(Labeled contour entries)

[start]

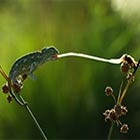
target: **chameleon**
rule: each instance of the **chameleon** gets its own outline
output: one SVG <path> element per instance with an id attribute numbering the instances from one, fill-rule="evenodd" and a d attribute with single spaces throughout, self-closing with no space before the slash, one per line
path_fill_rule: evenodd
<path id="1" fill-rule="evenodd" d="M 21 90 L 23 81 L 27 76 L 30 76 L 31 79 L 35 79 L 33 72 L 42 64 L 51 60 L 56 60 L 58 53 L 59 51 L 54 46 L 50 46 L 43 48 L 41 51 L 26 54 L 13 63 L 8 76 L 0 67 L 0 73 L 8 82 L 8 84 L 3 86 L 5 93 L 9 92 L 18 104 L 23 105 L 14 93 L 18 93 Z"/>

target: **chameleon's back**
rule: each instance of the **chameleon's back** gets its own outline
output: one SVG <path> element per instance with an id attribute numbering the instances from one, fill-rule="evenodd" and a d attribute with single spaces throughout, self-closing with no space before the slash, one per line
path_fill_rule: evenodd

[end]

REQUEST: Write out again the part that opens with the line containing "target: **chameleon's back**" and runs through the end of the material, swapping "outline" for "boundary" and leaving everything else unchanged.

SOLUTION TO THIS EXERCISE:
target: **chameleon's back**
rule: each instance of the **chameleon's back** gets its own boundary
output: one SVG <path> element per instance with an id attribute numbering the instances from one, fill-rule="evenodd" and a d attribute with single spaces throughout, self-closing with no space before the slash, one per line
path_fill_rule: evenodd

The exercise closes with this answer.